Would you quote the material below in full and unchanged?

— Start of Data for this task —

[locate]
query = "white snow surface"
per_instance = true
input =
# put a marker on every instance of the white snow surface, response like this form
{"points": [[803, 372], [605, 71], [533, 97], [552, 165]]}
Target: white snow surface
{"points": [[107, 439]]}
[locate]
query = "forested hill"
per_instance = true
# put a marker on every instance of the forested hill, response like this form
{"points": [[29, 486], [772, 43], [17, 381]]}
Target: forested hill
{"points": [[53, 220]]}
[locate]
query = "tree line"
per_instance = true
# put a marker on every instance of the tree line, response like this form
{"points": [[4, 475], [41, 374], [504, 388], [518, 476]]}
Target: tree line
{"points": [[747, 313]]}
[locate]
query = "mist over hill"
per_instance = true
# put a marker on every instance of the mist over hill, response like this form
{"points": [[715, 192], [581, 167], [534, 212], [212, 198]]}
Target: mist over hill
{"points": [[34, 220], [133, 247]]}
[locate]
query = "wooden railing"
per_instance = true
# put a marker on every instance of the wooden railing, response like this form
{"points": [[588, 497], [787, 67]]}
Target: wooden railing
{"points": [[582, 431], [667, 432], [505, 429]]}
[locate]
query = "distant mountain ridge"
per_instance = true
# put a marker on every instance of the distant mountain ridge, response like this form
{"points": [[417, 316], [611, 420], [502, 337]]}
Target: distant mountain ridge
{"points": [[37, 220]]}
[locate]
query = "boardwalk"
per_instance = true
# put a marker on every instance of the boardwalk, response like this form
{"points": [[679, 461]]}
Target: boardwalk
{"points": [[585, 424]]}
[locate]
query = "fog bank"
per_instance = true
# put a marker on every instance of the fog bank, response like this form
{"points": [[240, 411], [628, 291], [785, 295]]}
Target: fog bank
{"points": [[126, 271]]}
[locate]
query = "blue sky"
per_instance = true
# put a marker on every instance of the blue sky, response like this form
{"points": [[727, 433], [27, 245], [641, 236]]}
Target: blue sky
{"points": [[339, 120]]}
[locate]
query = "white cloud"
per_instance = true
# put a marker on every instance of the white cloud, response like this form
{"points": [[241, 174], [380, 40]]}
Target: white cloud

— End of Data for this task —

Solution to this problem>
[locate]
query = "white snow surface"
per_instance = true
input =
# put a marker on every instance of the white snow surface, response like this form
{"points": [[803, 372], [605, 71], [533, 97], [552, 165]]}
Target: white snow surface
{"points": [[107, 439]]}
[locate]
query = "forested hill"
per_instance = true
# put a marker on every instance of the forested hill, response like this form
{"points": [[29, 486], [772, 43], [17, 381]]}
Target: forested hill
{"points": [[53, 220]]}
[locate]
query = "tree line"
per_instance = true
# put a marker on every instance of the tree line, response like this form
{"points": [[4, 475], [41, 374], [504, 388], [518, 476]]}
Target: tree line
{"points": [[747, 313]]}
[locate]
query = "mist over hill"
per_instance = true
# put a marker on every instance of the mist over hill, response like this form
{"points": [[715, 192], [581, 167], [534, 212], [212, 198]]}
Target: mist over hill
{"points": [[34, 220], [133, 247]]}
[locate]
query = "wooden railing"
per_instance = true
# put a marker on every instance of the wooden railing, response like this form
{"points": [[588, 497], [787, 67]]}
Target: wooden railing
{"points": [[582, 431], [667, 432], [505, 429]]}
[locate]
query = "distant mountain ridge"
per_instance = true
# put a marker on every instance of the distant mountain ridge, response like this form
{"points": [[417, 316], [611, 420], [502, 337]]}
Target: distant mountain ridge
{"points": [[37, 220]]}
[locate]
query = "boardwalk"
per_instance = true
# put a marker on every instance of the boardwalk, response like this form
{"points": [[679, 461]]}
Target: boardwalk
{"points": [[585, 424]]}
[locate]
query = "fog bank"
per_instance = true
# put a marker on every instance of the fog bank, response like this form
{"points": [[240, 411], [628, 291], [785, 295]]}
Target: fog bank
{"points": [[126, 271]]}
[locate]
query = "blue sky"
per_instance = true
# put a marker on every instance of the blue sky, response like this form
{"points": [[727, 433], [27, 245], [641, 236]]}
Target: blue sky
{"points": [[339, 120]]}
[locate]
query = "white cloud"
per_instance = true
# put a marker on every instance of the white cloud, response like this form
{"points": [[241, 174], [380, 40]]}
Target: white cloud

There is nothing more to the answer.